_Compiti da svolgere_:
1 – Nel brano estratto, com'è considerata la colpa del debitore?
2 – Modifica il brano estratto: riscrivilo dalle parole "La colpa del" fino alle parole "responsabilità per inadempimento." comprese, mettendo "esauriente" al posto di "completa".

_Brano estratto_:
3. Volendo continuare nel nostro breve excursus giuridico, si rammenta come – in tema di suddivisione dell’onere probatorio e secondo oramai consolidata giurisprudenza ( ex plurimis, da ultimo, Cass. Civ. III, nn. 8664/2017, 344/2016, 21782/2015, 12690/2015, 8473/2015 e Cass. Civ. SS.UU. n. 577/2008) il paziente è tenuto a dimostrare l’esistenza del rapporto contrattuale di spedalità con la struttura e l’insorgenza di una patologia ovvero il suo aggravamento e ad allegare l’inadempimento del debitore quale causa o concausa della produzione del danno; la struttura dovrà invece provare che l’inadempimento non vi è stato o è dipeso da fatto ad essa non imputabile (ex artt. 1218 e 1256 c.c.) ovvero che, pur esistendo, non è stato eziologicamente rilevante.
La colpa del debitore è presunta. Per superare detta presunzione, la struttura – debitrice dovrà (come ‘prova liberatoria’) dimostrare la non imputabilità del suo inadempimento; tale prova ad avviso della giurisprudenza (Cass. Civ. nn. 13674/2006, 5960/2005, 12477/2002, 7604/1996) dovrà essere piena e completa e comprendere anche la dimostrazione della mancanza di colpa, ossìa di aver fatto tutto il possibile per adempiere la prestazione dovuta; in mancanza di prova liberatoria, si dovrà presumere la sussistenza dell’elemento soggettivo e quindi la responsabilità per inadempimento.

_Dati archiviati_:
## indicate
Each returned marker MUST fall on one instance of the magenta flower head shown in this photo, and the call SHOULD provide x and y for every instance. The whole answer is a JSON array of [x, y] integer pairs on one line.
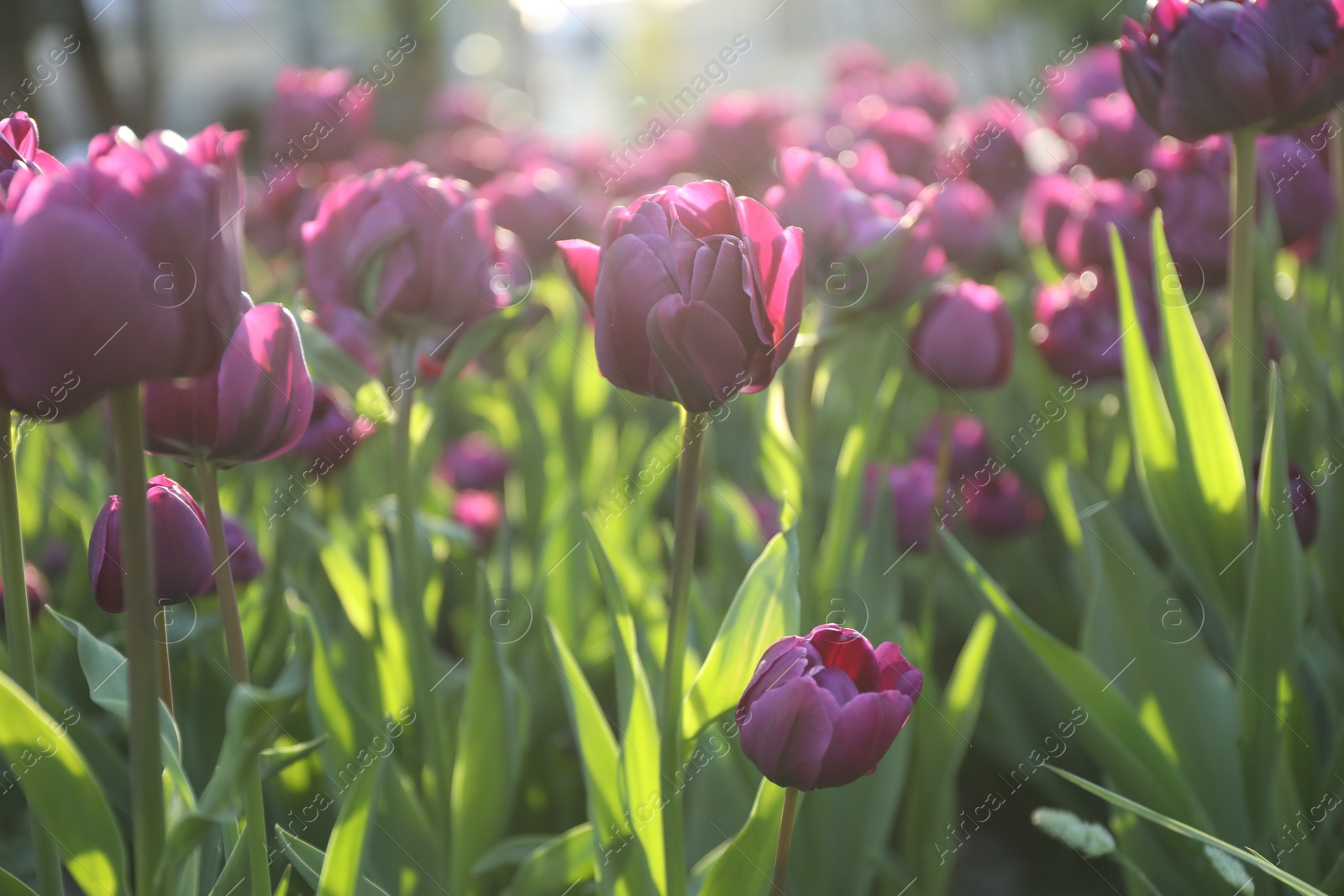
[[1215, 66], [964, 338], [316, 116], [183, 569], [822, 711], [401, 251], [255, 406], [124, 269], [696, 295]]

_Risposte ai compiti_:
1 – La colpa del debitore è presunta.

2 –
La colpa del debitore è presunta. Per superare detta presunzione, la struttura – debitrice dovrà (come ‘prova liberatoria’) dimostrare la non imputabilità del suo inadempimento; tale prova ad avviso della giurisprudenza (Cass. Civ. nn. 13674/2006, 5960/2005, 12477/2002, 7604/1996) dovrà essere piena e esauriente e comprendere anche la dimostrazione della mancanza di colpa, ossìa di aver fatto tutto il possibile per adempiere la prestazione dovuta; in mancanza di prova liberatoria, si dovrà presumere la sussistenza dell’elemento soggettivo e quindi la responsabilità per inadempimento.